[[ Reading passage open ]]

What practical tools or processes do you suggest to support the awakening process?
Morning practice. Most people get up in the morning and wash their bodies because they don’t want to take yesterday’s dirt with them into the new day. But it’s just as important to wash yesterday’s stress off our minds. A Course in Miracles says miracles are everyone’s right, but purification is necessary first. We need to purify ourselves of the fear, the attack thoughts, the defensiveness fostered by our mortal experience, in order to be truly empowered. “Miracles occur naturally as expressions of love;” we need to release the fear in order to get to the love.
You have said that “Our deepest fear is that we are powerful beyond measure. It is our light, not our darkness, that most frightens us.” Why do you think this is the case? Where does that fear come from?
The light of our true being is terrifying to the ego because it is the death of the ego. So whenever we’re approaching the truth, the ego goes, “No! No!” It’s simply trying to preserve itself. Yet it has to die in order for us to truly live.
It literally comes from nowhere, because it doesn’t actually exist. It’s just an illusion of who we are. It’s simply the hallucination of a separate self, what A Course in Miracles calls our “detour into fear.”
What can you recommend on the process of finding forgiveness for people who have brought negativity into one’s life?
I try to remember that if I were in a perfect state myself, then they wouldn’t bother me. That doesn’t always get me right into a non-reactive, enlightened state, mind you – but it starts the process. The work is never about anyone else; it’s always about ourselves. We weren’t created to be at the effect of anyone else’s negativity, so if we are, then it’s not about them but about us.
What are your recommendations on how can people with restricted incomes strive to practice?
Spirituality is an inside job. Forgiveness does not cost money, meditation does not cost money, prayer does not cost money, and love does not cost money. And all of them, by the way, save time.
Where do you think that your spiritual path is taking you next?

[[ Reading passage closed ]]

== Problem details ==
Continue the interview on spiritual practice from the point where it ends. The records play no part in the work on this page.

[[ Entries shown open ]]

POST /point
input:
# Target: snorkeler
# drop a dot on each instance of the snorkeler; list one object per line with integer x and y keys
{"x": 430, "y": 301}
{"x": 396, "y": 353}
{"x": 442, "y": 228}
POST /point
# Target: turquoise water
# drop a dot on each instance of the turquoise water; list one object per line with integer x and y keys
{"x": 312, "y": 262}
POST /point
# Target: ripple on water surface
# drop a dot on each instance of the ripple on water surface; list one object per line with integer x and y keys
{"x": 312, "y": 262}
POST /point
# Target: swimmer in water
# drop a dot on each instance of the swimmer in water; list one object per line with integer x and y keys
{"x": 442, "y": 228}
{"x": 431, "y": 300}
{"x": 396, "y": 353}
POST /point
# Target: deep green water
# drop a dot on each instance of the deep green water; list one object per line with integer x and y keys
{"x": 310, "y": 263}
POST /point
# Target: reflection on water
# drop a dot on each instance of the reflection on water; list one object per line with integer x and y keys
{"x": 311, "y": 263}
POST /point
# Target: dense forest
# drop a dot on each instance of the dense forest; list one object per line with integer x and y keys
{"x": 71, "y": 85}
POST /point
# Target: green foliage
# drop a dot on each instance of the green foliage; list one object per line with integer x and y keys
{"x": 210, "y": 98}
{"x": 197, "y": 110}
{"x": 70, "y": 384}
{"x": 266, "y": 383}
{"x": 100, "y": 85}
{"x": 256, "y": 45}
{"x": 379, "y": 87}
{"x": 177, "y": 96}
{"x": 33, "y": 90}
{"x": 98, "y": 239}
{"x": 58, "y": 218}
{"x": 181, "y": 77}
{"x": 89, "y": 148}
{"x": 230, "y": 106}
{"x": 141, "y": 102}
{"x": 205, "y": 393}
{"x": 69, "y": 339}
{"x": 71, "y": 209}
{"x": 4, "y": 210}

[[ Entries shown closed ]]

== Task response ==
Hopefully to greater inner peace on a more consistent basis. I get there, but I want to get there and always stay there.
Why did you decide to get more deeply involved in the political world? What was your inspiration?

A new paradigm, holistic perspective now saturates many areas of our society — from education to business to medicine to spirituality — but our politics seem to be outside its reach. And we can’t afford to turn away from politics; we might not touch it, but it certainly touches us. The increasingly calcified thought forms that dominate it today — based more on the past than the present, more on fear than on love, and more on economic than humanitarian values — threaten to sabotage so much of what makes life beautiful.
I don’t think electoral politics can be left out of the equation when it comes to a serious effort to transform the world. How can we talk about love as it applies to everything except politics? People say they’re trying to be conscious and awake about everything else, but we can’t be selective about what we’re conscious about and still call ourselves conscious! I think that if you know how to transform one life then you know how to change the world, because the world is simply a huge group of people. And that’s why our community should be the last people sitting out the political process. We’re withholding our gifts if we withhold our conversation.